**WHAT YOU NEED TO DO**: Reproduce word for word the portion of the hypoglossal nerve stimulation abstract below that opens with the words containing "The safety, feasibility" and closes with "the DREAM study.".

**TEXT FOR ANALYSIS**:
═══
Abstract
Selective electrical neurostimulation of the twelfth cranial nerve, hypoglossal nerve stimulation (HNS), which innervates both the intrinsic and the extrinsic tongue muscles, during sleep to restore or maintain upper airway patency in patients with obstructive sleep apnea (OSA) has a long history of research and development of over 35 years.
The safety, feasibility and clinical effectiveness of different HNS systems have been explored in clinical trials over recent years. Currently, HNS using the Inspire IV device (Inspire Medical Systems, Minneapolis, MN, USA) remains the most evidence-based type of this innovative therapy in selected patients with moderate to severe OSA that are not able to use continuous positive airway pressure (CPAP) therapy. Other HNS systems are currently under investigation with the Genio device (Nyxoah SA, Mont-Saint-Guibert, Belgium) for bilateral neurostimulation of the terminal branches of the hypoglossal nerve submentally being studied in a FDA supervised pivotal trial, the DREAM study.
═══
**MATERIAL SHOWN**:
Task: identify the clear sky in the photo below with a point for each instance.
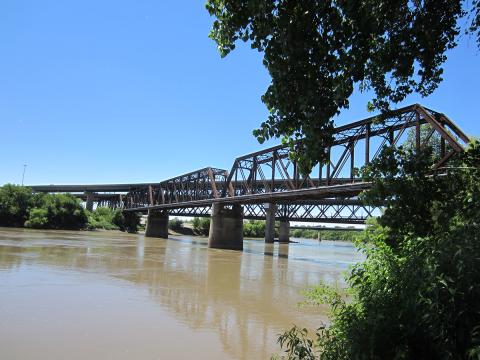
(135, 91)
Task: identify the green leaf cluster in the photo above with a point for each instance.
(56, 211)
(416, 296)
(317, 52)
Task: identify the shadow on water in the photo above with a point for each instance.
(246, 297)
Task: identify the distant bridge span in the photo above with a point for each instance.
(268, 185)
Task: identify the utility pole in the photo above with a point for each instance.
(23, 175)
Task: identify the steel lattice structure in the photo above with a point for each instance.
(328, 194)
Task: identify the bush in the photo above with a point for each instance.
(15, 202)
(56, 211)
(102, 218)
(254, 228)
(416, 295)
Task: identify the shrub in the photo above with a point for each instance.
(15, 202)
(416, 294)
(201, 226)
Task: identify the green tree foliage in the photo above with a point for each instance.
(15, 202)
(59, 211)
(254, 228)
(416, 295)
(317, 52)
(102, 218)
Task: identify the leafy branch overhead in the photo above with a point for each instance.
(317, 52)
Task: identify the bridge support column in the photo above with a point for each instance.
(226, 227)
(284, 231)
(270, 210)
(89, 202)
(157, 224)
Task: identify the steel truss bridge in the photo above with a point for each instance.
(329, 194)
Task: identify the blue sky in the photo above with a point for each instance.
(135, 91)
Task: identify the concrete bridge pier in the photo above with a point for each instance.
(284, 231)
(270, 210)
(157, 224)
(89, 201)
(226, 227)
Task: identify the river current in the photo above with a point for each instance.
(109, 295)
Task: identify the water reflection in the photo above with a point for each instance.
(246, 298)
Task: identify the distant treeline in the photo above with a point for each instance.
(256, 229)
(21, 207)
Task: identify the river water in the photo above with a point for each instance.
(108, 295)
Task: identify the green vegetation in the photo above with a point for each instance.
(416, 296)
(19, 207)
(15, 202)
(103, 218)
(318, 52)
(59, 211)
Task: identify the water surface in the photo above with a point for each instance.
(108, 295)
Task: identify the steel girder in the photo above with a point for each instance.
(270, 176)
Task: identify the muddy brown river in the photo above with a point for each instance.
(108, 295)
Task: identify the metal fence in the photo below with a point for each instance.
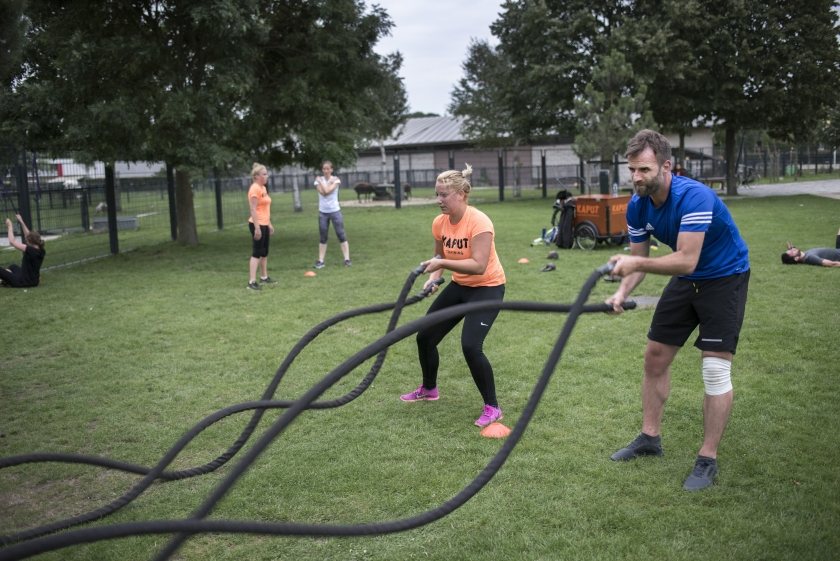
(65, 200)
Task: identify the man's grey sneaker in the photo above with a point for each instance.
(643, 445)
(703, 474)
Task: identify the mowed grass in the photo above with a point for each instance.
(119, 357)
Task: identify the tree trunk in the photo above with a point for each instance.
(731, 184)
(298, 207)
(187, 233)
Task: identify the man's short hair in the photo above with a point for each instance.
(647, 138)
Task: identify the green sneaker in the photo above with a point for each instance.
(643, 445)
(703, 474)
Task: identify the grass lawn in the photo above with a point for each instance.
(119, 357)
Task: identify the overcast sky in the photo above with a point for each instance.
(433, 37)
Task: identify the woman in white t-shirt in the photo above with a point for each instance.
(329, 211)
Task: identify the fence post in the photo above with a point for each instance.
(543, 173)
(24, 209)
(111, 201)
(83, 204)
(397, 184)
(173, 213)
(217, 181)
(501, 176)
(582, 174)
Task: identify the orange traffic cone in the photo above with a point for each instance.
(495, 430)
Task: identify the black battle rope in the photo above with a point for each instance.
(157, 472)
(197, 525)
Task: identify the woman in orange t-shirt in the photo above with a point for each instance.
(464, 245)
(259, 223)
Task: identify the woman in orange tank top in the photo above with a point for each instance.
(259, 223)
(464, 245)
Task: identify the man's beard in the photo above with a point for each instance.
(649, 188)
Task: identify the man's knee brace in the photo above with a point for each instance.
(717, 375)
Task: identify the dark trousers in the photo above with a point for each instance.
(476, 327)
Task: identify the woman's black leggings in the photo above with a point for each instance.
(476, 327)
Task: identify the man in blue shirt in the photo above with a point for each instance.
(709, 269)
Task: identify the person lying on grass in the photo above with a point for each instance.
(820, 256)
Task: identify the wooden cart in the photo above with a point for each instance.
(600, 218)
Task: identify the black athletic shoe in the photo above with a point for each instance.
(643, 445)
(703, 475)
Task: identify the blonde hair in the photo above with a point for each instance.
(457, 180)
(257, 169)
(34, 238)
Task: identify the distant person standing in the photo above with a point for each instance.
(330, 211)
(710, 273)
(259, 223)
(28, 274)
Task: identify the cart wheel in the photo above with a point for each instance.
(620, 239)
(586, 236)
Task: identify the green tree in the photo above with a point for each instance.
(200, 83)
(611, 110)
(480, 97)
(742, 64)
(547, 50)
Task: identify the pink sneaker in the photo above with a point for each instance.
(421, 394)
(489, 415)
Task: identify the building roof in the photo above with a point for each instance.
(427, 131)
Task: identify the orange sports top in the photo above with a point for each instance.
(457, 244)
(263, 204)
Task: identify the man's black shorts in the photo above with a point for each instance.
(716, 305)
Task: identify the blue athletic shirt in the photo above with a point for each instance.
═══
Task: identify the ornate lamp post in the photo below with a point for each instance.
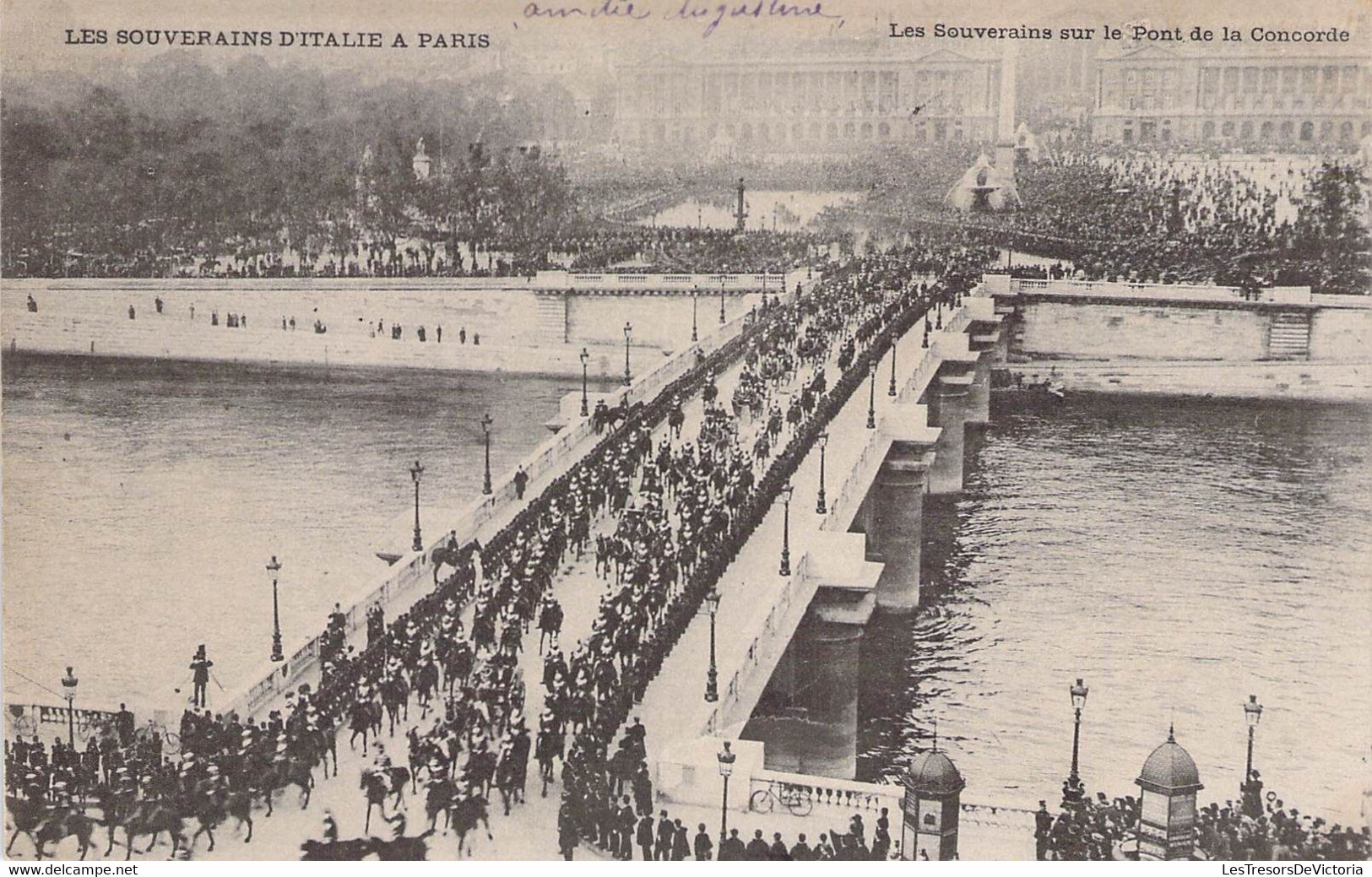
═══
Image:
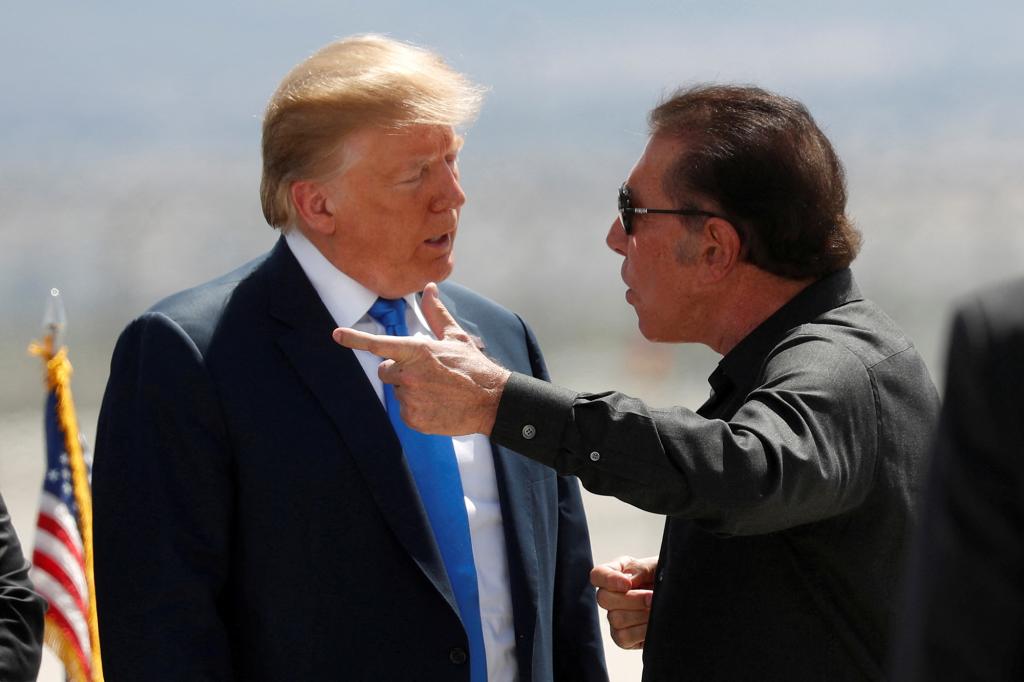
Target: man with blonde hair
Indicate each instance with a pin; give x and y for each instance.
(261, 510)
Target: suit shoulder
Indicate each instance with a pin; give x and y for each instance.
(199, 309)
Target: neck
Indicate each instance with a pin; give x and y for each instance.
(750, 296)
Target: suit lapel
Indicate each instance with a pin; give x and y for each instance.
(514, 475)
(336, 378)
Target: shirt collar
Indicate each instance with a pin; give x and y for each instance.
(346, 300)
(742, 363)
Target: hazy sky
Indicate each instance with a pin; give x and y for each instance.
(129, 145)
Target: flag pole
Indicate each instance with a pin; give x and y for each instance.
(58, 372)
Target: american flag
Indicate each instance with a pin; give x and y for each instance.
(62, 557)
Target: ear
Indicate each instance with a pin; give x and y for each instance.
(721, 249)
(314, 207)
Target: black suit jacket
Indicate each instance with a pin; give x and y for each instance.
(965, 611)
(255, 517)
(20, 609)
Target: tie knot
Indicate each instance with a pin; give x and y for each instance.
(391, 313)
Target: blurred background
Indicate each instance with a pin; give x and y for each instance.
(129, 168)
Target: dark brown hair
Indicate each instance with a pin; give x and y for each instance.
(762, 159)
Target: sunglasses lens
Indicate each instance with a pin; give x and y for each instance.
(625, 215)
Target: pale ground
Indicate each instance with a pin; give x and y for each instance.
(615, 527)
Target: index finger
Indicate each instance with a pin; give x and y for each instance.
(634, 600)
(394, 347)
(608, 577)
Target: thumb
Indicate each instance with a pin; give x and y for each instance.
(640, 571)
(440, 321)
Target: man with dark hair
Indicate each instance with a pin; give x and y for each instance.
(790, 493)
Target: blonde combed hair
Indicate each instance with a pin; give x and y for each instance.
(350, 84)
═══
**EXERCISE SOLUTION**:
The safety, feasibility and clinical effectiveness of different HNS systems have been explored in clinical trials over recent years. Currently, HNS using the Inspire IV device (Inspire Medical Systems, Minneapolis, MN, USA) remains the most evidence-based type of this innovative therapy in selected patients with moderate to severe OSA that are not able to use continuous positive airway pressure (CPAP) therapy. Other HNS systems are currently under investigation with the Genio device (Nyxoah SA, Mont-Saint-Guibert, Belgium) for bilateral neurostimulation of the terminal branches of the hypoglossal nerve submentally being studied in a FDA supervised pivotal trial, the DREAM study.